#### Provided entries
※ ※ ※

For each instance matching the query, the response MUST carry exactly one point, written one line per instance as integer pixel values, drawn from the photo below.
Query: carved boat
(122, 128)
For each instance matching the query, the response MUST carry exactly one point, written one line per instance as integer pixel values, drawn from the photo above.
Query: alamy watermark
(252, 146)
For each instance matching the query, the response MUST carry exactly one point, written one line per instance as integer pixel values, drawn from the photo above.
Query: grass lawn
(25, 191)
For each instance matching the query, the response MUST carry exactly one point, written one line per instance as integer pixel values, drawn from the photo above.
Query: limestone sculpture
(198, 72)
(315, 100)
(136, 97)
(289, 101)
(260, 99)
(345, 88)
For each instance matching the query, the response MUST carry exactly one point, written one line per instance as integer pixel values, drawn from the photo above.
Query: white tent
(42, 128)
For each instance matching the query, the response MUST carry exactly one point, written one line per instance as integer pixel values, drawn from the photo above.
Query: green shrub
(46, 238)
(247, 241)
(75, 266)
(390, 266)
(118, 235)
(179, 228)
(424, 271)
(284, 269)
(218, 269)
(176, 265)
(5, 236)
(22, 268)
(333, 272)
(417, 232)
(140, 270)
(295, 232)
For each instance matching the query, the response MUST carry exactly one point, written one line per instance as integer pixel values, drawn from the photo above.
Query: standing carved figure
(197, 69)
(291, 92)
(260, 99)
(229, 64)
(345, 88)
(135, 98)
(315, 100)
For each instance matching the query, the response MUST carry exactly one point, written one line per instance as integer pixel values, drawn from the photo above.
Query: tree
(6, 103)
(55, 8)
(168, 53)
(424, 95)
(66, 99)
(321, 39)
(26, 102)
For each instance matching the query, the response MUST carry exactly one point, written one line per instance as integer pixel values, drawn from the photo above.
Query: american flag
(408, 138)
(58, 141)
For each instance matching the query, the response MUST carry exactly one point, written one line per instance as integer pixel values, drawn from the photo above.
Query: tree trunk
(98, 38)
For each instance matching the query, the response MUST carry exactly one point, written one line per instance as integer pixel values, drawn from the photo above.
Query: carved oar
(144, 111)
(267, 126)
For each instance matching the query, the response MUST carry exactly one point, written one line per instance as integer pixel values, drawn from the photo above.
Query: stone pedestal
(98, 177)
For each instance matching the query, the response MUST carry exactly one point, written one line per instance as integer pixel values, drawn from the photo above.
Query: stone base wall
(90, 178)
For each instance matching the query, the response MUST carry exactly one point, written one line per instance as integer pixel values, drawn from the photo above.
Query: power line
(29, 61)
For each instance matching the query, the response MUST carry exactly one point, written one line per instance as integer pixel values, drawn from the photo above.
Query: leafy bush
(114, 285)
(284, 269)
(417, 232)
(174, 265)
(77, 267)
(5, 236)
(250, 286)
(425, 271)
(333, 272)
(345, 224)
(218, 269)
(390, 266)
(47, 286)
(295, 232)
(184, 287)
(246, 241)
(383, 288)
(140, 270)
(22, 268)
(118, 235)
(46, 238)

※ ※ ※

#### What the task requires
Give the data again, exactly as it appears above.

#### Result
For each instance matching the query, the response MUST carry exactly one point, written one line per instance as integer pixel values, drawn from the photo below.
Query: carved boat
(122, 128)
For each instance matching the query, the response MUST carry exactly one point, written one line per instance as integer pixel values, drawn from the photo above.
Query: alamy watermark
(252, 146)
For each instance matching the query, the response MUST carry exactly one point, written one line per instance as integer pixel values, drawn from the photo above.
Query: grass lawn
(25, 191)
For each instance matching the query, the response MUST carry exactly one point, written one line per instance as integer pixel values, drawn from the photo above.
Query: limestone sculpture
(198, 72)
(315, 100)
(136, 97)
(289, 101)
(260, 99)
(345, 88)
For each instance matching the query, the response MUST carry exactly one point, written one line per instance as integer pixel values, drawn from the photo above.
Query: white tent
(42, 128)
For each instance matching the query, the response MUST carry exactly one point, written one line per instance as integer pixel values, drawn from the photo above.
Query: green shrub
(46, 238)
(247, 241)
(75, 266)
(390, 266)
(118, 235)
(179, 228)
(424, 271)
(284, 269)
(218, 269)
(176, 265)
(5, 236)
(22, 268)
(333, 272)
(417, 232)
(140, 270)
(295, 232)
For each instance matching the query, the response MUST carry exactly one point, written one line per instance as integer pixel values, drawn from the photo above.
Query: standing carved figure
(197, 69)
(291, 92)
(260, 99)
(229, 64)
(345, 88)
(135, 98)
(315, 100)
For each instance matching the query, the response MUST carry exactly one point, written one line per instance as integer pixel values, drawn from the photo above.
Query: tree
(6, 103)
(55, 8)
(168, 53)
(424, 95)
(66, 99)
(321, 39)
(26, 102)
For each instance matching the query, the response MUST carry exactly one point, written one line per instance as integer pixel values, drawn from the photo above.
Query: american flag
(408, 138)
(58, 141)
For each instance matching the query, the response MUST carry exactly one point, written one line per instance as integer pixel values, drawn from the photo above.
Query: tree trunk
(98, 38)
For each instance matching the query, the response MUST carry exactly one point, written one line per instance as integer pixel values, drawn from the photo above.
Query: carved oar
(144, 111)
(267, 126)
For each instance matching the query, the response MUST carry exactly one point, written one line per instance as integer pixel values, drawn from the photo above.
Query: stone pedestal
(98, 177)
For each instance matching the query, the response MUST carry exactly one point, written one line per instance as integer pixel values, drawn from the photo above.
Query: stone base wall
(90, 178)
For each instance matching the query, the response MUST carry exactly one point, written one line per instance as integer pixel values, drawn from the photo above.
Query: power line
(29, 61)
For each instance matching the query, the response MUST carry exactly one point, written one line per instance as integer pixel values, drawn from the photo above.
Query: leafy bush
(114, 285)
(284, 269)
(417, 232)
(174, 265)
(77, 267)
(5, 236)
(250, 286)
(425, 271)
(333, 272)
(345, 224)
(218, 269)
(390, 266)
(47, 286)
(295, 232)
(184, 287)
(246, 241)
(383, 288)
(140, 270)
(22, 268)
(118, 235)
(46, 238)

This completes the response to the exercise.